## Data in this exercise:
**********

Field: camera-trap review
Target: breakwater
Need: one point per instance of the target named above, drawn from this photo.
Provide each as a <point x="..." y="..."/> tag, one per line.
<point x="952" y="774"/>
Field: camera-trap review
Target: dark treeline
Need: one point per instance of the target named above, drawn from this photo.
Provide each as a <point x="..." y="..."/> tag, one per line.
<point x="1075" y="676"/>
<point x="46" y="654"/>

**********

Retype every record above exactly as written.

Field: camera-trap review
Target: breakwater
Need: one point per instance of the target named above, drawn from this photo.
Provide each as a <point x="..." y="..."/> tag, one per line.
<point x="952" y="774"/>
Field: camera-trap review
Target: dark treeline
Need: one point per instance of the target named above, drawn from this photo.
Provide each as a <point x="..." y="..."/> tag, one per line.
<point x="1075" y="676"/>
<point x="46" y="654"/>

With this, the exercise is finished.